- Exercise aim -
Pull out each line of the records below that contains the string "white". Matches are case-sensitive.

— START Records for this exercise —

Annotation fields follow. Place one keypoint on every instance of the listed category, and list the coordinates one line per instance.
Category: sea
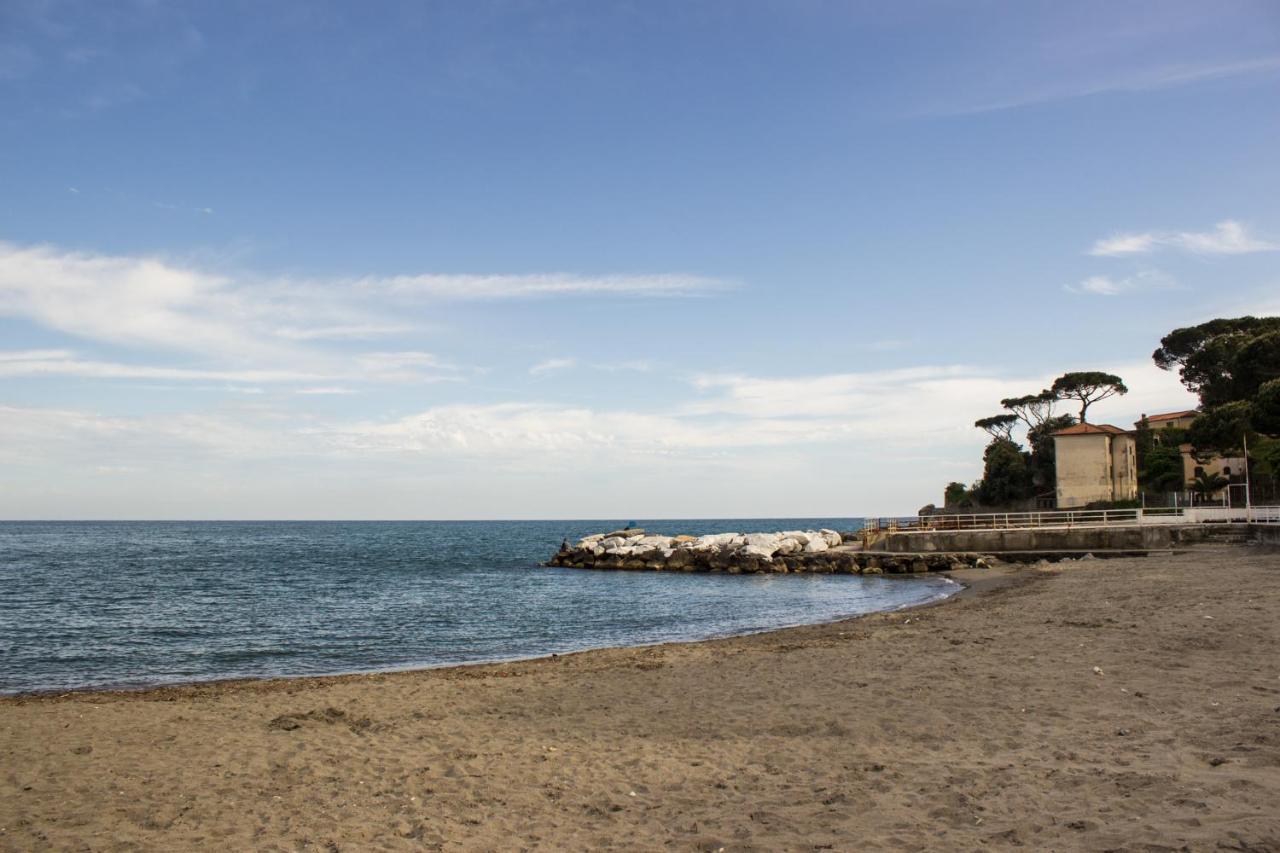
(140, 603)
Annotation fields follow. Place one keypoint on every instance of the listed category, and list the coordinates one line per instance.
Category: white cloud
(152, 302)
(494, 287)
(551, 365)
(1109, 286)
(638, 365)
(1124, 82)
(844, 443)
(56, 363)
(1228, 237)
(359, 332)
(375, 366)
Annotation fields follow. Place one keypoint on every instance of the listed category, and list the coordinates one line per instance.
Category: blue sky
(600, 259)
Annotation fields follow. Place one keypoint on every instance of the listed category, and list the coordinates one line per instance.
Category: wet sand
(1119, 705)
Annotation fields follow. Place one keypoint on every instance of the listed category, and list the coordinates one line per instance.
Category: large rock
(789, 544)
(717, 539)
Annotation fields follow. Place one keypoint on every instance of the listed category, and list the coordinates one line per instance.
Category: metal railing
(1073, 519)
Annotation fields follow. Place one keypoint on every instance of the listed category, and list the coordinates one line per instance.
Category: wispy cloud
(266, 328)
(1125, 82)
(357, 332)
(1228, 237)
(551, 365)
(375, 366)
(64, 364)
(1112, 286)
(499, 287)
(325, 391)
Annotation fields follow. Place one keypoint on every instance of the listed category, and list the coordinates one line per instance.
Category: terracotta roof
(1092, 429)
(1173, 415)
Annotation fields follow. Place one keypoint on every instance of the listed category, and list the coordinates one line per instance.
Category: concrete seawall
(1064, 539)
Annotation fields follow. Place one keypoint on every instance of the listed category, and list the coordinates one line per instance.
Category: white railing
(1073, 519)
(1265, 515)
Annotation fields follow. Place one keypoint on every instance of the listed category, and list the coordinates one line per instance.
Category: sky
(598, 259)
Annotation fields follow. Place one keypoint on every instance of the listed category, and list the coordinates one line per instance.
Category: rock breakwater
(789, 551)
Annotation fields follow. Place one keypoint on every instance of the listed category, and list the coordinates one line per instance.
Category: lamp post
(1248, 505)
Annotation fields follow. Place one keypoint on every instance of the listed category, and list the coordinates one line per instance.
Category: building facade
(1225, 466)
(1095, 463)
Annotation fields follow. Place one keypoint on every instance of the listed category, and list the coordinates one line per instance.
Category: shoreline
(1121, 705)
(332, 678)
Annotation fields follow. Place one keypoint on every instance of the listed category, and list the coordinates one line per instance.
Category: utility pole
(1248, 503)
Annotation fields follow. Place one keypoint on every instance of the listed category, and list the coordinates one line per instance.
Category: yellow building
(1221, 465)
(1095, 463)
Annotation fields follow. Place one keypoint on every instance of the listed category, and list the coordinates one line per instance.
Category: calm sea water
(133, 603)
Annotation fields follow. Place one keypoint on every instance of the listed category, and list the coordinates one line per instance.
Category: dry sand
(1123, 705)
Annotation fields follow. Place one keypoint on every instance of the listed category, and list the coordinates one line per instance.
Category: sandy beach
(1121, 705)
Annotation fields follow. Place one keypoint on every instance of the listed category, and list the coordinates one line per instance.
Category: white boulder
(789, 546)
(760, 551)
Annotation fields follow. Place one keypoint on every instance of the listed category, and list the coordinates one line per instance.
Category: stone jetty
(789, 551)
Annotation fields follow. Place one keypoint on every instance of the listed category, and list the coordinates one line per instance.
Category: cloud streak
(1130, 82)
(261, 327)
(1228, 237)
(1111, 286)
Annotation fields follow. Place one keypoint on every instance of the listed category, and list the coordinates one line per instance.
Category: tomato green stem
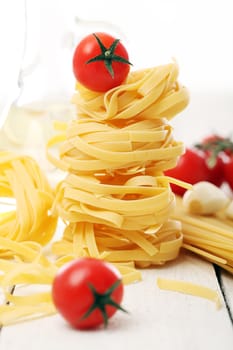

— END Records for this exercise —

- Output for this task -
Category: white cloud
Category: white railing
Category: white boulder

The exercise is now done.